The segment of American Parkway in Center City Allentown extends from Hamilton Street north to North Front Street near the Lehigh River, skirting the eastern edge of Allentown's Center City area and the valley of the Jordan Creek. Major crossings after Hamilton Street and the Allentown Bus Terminal are Linden Street (one-way westbound) and Gordon Street. The American Parkway passes underneath Tilghman Street without intersecting it, and follows Jordan Creek in a northeastern direction along the former R.J. Corman Railroad's Allentown Line. Until November 2015, it terminated at Front Street.

=== Northeast segment ===
The northeast segment of American Parkway was built on former Lehigh and New England Railroad right-of-way. It began at North Dauphin Street (Pennsylvania Route 1007) above the east bank of the Lehigh River and continued to the northeast past a partial intersection with Business Park Lane and a full intersection with LSI Way and Ironpigs Way. Subsequent intersections are at Irving Street (State Route 1005) and Airport Road. American Parkway continues along the Lehigh and New England Railroad right-of-way approximately one-quarter mile to its intersection with Nelson and Columbia Streets.

==History==
The idea for a link to Center City Allentown to then-Interstate 78/Lehigh Valley Thruway, now U.S. Route 22, was launched in the 1960s, when I-178 was proposed to link from what was then I-78, but was cancelled due to local opposition in 1971. Another proposal was for Route 145 to link Center City Allentown, and the Thruway were abandoned.

# # # # #

Apply what you read.
A. Retype the American Parkway text between "The segment of" and "at Front Street.", inclusive, with every word unchanged.
B. Continue the American Parkway text from its final sentence.

Given material.
# # # # #

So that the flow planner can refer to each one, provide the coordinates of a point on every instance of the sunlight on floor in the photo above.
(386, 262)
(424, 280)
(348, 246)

# # # # #

Per-task outputs.
A.
The segment of American Parkway in Center City Allentown extends from Hamilton Street north to North Front Street near the Lehigh River, skirting the eastern edge of Allentown's Center City area and the valley of the Jordan Creek. Major crossings after Hamilton Street and the Allentown Bus Terminal are Linden Street (one-way westbound) and Gordon Street. The American Parkway passes underneath Tilghman Street without intersecting it, and follows Jordan Creek in a northeastern direction along the former R.J. Corman Railroad's Allentown Line. Until November 2015, it terminated at Front Street.

B.
In late 1978, The Morning Call reported that a proposal existed to build an expressway beginning at Basin Street south of downtown, passing north and east through the center city area, crossing the Lehigh River, and continuing to Airport Road adjacent to an existing interchange with the Lehigh Valley Thruway. By 1988, the completed center city section of American Parkway connected North Front Street with Hamilton Street. The northeastern section of the parkway was built in approximately 2001, but funding was not available to complete the city's dream for a fast link between the Lehigh Valley Thruway and Center City Allentown.

===American Parkway Bridge===
In November 2015, the American Parkway bridge opened. The bridge is approximately one mile in length, and represents the city's third crossing of the Lehigh River. Tilghman Street Bridge (1,660 feet in length) and Hamilton Street Bridge (315 feet in length) to the south are the other links between the eastern and western parts of the city. The Tilghman Street bridge was constructed in 1929, and the current Hamilton Street bridge was opened to traffic in 1959, and rebuilt and re-opened on June 19, 1973.

At the end of 2012, funding and property to construct the bridge and its approaches was secured, and a contract was initiated with New Enterprise Stone and Lime of New Enterprise in Bedford County, Pennsylvania to build the span.

On December 14, 2012, then Allentown mayor Ed Pawlowski hosted a groundbreaking ceremony at the bridge's anticipated eastern landing, which included Allentown-area elected officials at the time and members of the public.

In November 2015, Pawlowski hosted a ribbon-cutting opening for the bridge, which linked Center City Allentown to U.S. Route 22 and Lehigh Valley International Airport, the fourth-busiest airport in Pennsylvania. A video showing the westbound drive along the full alignment of American Parkway was published on November 30, 2015.